Exercise description:
Please pull out the lines of the material from the line with "Please segment every instance of the <item>red" to the line with "22], [240, 19]]", both included, and repeat them unchanged.
★ ★ ★
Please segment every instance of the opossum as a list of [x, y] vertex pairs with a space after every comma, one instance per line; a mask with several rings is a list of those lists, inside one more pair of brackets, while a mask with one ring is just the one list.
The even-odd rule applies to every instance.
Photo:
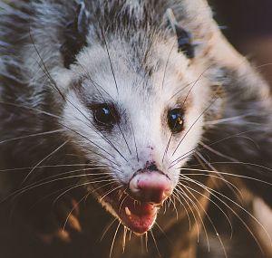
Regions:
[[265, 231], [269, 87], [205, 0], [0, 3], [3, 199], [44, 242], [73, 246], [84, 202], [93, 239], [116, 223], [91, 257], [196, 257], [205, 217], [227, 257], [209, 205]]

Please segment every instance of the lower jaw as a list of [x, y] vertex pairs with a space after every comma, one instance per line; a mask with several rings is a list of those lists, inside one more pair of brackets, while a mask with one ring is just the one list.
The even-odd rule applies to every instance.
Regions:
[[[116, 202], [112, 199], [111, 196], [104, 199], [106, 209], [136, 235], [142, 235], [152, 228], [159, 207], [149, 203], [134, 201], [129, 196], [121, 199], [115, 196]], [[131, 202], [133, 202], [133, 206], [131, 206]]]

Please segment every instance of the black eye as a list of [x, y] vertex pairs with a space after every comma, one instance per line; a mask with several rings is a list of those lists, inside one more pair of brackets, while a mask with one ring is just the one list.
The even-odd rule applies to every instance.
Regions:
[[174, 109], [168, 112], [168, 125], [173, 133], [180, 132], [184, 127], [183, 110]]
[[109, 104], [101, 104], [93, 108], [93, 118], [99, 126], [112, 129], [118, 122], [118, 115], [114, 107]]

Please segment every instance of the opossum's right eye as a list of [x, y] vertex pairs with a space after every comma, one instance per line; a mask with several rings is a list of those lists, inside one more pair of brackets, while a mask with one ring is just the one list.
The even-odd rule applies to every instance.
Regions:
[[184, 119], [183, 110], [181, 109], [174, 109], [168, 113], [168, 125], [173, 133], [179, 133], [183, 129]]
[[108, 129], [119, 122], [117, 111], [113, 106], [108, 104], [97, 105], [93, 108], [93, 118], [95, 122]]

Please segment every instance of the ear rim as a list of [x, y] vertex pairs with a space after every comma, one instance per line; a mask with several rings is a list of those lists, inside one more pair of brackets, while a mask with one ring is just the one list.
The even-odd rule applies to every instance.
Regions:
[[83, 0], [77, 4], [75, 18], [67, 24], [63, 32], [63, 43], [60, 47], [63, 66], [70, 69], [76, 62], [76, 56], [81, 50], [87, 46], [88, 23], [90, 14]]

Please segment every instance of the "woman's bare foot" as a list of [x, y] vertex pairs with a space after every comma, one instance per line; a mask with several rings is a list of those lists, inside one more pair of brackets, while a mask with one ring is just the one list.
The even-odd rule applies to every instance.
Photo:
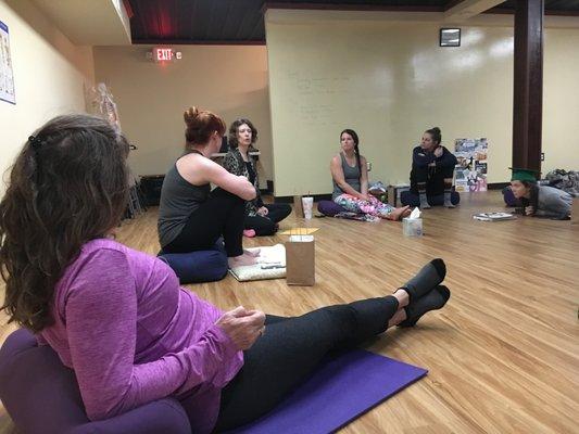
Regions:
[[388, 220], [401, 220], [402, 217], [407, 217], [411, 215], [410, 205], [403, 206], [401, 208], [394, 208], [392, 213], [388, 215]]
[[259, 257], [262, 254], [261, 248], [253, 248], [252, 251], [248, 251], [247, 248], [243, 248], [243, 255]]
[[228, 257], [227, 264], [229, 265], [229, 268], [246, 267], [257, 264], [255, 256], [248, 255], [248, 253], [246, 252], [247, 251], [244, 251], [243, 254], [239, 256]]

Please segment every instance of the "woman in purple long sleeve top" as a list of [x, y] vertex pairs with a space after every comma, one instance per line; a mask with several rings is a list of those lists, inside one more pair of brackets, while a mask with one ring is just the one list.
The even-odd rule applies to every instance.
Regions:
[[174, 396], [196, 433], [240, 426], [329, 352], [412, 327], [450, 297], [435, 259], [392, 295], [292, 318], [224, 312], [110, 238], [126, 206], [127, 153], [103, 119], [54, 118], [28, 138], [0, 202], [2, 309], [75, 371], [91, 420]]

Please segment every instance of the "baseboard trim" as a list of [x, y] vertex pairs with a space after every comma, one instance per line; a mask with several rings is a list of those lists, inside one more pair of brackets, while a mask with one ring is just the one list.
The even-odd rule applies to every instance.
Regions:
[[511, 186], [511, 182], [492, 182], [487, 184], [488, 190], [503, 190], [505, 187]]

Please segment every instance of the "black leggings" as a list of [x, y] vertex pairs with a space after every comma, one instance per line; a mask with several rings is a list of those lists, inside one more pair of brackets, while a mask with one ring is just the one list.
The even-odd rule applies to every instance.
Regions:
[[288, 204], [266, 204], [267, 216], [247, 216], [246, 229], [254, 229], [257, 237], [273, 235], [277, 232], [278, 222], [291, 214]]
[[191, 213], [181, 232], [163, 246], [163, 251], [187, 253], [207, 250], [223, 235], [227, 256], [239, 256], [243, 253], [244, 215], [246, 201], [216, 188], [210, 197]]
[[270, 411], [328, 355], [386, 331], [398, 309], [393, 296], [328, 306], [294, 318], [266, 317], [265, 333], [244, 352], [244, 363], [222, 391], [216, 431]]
★ ★ ★
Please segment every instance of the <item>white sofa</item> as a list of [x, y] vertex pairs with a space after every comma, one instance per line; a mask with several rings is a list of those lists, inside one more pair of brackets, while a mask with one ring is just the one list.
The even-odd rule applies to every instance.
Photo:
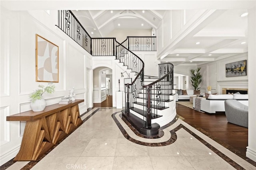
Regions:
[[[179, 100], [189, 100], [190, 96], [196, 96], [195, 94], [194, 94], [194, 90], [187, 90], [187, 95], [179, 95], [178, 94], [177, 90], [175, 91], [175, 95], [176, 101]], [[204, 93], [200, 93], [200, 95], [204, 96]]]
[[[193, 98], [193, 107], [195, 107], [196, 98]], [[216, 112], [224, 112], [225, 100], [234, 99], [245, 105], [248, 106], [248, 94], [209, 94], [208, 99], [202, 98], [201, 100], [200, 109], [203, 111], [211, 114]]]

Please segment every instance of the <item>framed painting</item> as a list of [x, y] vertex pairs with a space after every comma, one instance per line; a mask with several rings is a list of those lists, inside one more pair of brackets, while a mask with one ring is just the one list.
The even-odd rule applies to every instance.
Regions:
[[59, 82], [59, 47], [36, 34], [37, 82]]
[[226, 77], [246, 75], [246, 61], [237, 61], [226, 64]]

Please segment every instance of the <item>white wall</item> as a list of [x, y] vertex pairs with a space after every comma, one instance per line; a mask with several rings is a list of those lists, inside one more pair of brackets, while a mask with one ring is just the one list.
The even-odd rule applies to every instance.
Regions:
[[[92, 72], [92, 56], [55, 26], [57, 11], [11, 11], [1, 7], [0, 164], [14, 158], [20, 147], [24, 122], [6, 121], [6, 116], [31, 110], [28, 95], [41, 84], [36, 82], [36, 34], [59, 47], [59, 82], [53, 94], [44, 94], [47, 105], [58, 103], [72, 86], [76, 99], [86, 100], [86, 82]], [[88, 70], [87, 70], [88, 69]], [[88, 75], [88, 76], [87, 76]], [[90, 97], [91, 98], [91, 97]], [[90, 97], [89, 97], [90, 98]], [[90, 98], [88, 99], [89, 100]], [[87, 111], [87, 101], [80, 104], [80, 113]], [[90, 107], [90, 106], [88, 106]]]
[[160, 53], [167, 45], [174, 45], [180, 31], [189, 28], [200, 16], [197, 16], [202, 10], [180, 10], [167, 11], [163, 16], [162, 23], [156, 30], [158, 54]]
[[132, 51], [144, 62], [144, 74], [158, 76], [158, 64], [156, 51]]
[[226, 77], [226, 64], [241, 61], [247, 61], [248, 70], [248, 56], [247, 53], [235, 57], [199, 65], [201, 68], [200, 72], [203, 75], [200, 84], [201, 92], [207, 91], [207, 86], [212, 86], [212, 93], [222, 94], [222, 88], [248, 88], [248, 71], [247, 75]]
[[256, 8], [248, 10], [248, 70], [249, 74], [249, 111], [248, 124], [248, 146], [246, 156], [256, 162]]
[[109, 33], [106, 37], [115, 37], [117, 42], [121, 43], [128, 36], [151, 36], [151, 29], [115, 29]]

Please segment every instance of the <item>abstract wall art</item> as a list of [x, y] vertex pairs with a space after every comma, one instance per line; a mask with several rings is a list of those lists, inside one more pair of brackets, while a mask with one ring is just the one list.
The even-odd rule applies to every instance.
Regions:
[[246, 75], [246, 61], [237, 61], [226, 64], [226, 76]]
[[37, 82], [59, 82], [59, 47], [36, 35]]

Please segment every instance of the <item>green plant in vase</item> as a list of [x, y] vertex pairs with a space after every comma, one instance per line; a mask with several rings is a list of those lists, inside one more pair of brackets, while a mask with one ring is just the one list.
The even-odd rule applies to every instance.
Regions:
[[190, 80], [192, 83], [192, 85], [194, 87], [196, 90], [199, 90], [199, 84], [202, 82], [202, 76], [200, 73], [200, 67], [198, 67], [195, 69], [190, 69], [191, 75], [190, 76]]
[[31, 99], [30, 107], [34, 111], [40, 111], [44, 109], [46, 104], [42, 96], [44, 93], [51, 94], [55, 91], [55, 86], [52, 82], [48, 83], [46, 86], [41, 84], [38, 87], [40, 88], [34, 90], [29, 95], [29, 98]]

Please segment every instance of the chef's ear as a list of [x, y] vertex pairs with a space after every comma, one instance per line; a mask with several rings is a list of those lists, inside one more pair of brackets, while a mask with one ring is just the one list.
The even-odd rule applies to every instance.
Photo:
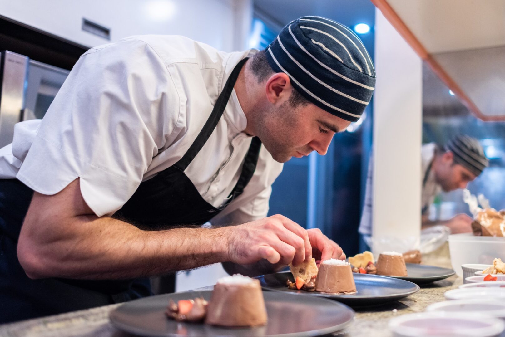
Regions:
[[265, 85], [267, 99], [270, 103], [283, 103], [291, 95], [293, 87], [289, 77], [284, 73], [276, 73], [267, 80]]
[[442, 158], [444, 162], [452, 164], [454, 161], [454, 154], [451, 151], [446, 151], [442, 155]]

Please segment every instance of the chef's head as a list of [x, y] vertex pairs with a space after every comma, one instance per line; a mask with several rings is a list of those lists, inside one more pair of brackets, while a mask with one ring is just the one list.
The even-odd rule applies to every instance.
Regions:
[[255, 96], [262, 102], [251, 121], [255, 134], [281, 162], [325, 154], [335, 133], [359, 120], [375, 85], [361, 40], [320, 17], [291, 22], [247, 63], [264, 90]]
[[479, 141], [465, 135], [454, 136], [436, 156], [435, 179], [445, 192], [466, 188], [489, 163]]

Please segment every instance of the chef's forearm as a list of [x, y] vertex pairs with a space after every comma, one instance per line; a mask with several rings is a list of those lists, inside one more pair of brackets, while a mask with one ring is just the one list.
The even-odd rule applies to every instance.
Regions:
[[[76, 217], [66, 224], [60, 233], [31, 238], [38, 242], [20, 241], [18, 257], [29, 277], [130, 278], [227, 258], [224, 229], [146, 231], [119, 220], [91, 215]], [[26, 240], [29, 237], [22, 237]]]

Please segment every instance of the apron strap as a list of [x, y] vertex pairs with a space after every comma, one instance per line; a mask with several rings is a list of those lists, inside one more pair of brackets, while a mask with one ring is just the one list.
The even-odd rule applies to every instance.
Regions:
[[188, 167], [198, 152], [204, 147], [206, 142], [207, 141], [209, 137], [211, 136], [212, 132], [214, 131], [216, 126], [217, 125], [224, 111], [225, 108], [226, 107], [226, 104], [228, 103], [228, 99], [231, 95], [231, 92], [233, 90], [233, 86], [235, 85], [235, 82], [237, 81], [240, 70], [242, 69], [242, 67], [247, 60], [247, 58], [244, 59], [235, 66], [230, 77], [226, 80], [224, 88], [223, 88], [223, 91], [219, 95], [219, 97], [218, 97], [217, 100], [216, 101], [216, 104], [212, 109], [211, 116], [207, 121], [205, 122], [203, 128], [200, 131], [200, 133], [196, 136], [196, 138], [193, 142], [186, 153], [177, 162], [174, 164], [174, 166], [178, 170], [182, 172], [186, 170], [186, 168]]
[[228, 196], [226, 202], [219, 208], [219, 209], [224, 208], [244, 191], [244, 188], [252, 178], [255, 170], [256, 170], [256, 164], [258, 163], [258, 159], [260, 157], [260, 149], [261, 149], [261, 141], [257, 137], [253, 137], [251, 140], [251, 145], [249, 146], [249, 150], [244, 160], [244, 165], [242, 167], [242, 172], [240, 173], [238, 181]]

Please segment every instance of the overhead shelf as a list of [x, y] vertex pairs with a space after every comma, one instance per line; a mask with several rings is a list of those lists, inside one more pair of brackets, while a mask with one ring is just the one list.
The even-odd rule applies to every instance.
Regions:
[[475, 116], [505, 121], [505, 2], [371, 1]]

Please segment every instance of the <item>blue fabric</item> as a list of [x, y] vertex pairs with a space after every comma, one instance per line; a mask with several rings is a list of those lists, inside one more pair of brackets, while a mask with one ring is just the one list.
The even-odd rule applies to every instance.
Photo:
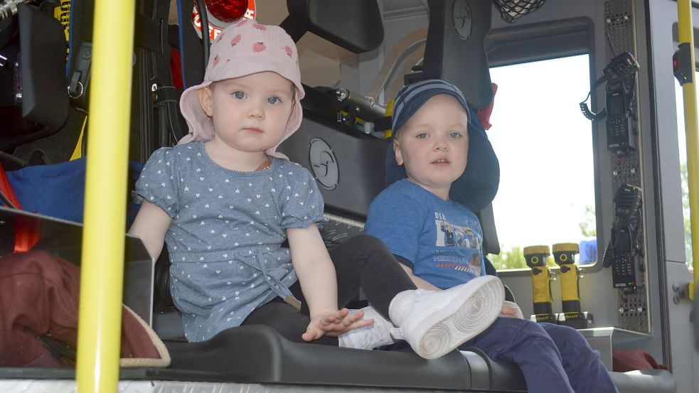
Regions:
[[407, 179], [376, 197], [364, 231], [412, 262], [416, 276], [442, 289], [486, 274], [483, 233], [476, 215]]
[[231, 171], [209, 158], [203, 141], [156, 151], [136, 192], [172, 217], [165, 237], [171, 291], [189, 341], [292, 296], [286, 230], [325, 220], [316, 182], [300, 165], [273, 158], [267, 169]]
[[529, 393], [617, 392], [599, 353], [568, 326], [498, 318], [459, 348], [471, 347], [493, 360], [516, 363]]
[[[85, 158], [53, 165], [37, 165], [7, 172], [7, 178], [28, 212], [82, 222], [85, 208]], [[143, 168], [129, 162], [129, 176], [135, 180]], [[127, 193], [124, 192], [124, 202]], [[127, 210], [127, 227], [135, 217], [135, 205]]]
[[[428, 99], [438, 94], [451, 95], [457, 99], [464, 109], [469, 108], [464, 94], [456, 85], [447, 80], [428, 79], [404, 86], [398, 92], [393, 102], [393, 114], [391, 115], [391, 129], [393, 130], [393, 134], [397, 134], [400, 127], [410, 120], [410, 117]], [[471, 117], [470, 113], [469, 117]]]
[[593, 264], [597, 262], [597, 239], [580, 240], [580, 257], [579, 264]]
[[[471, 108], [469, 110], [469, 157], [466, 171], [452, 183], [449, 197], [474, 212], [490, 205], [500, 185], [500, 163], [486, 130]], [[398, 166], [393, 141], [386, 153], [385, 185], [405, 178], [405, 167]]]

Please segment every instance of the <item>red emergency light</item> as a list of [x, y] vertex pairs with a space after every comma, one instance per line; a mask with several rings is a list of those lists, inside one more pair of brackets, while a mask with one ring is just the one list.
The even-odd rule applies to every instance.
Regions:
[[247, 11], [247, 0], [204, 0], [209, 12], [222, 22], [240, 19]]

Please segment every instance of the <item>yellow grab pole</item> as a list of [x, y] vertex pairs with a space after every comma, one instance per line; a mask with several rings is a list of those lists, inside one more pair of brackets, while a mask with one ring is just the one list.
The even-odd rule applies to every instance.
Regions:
★ ★ ★
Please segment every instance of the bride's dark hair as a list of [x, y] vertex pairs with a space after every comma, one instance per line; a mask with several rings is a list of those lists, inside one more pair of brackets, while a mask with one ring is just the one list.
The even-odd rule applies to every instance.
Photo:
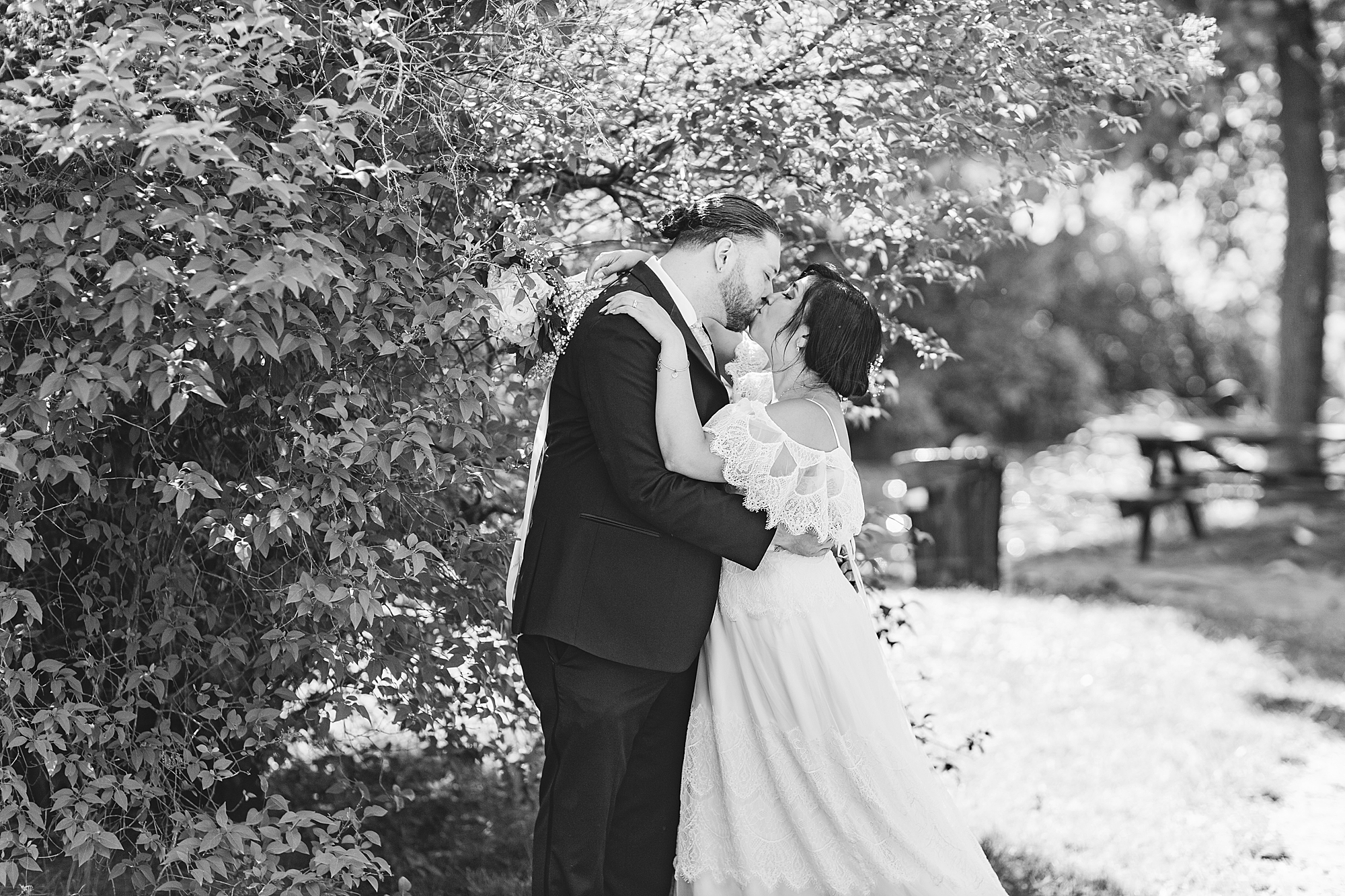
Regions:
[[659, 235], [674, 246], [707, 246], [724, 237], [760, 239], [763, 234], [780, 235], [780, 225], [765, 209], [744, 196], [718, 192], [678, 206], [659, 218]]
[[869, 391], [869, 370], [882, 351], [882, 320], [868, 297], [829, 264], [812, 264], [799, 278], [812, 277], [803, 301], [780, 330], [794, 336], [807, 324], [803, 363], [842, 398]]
★ ★ ★
Written solution:
Please segment every instance of the <item>red emergency light</item> as a list of [x, y] vertex pairs with a space after every comma, one instance per line; a mask with several rings is a list of those lists, inside one more pair of brackets, while a mask with one ring is just the one list.
The even-odd rule applies to every instance.
Regions:
[[247, 11], [247, 0], [204, 0], [209, 12], [222, 22], [240, 19]]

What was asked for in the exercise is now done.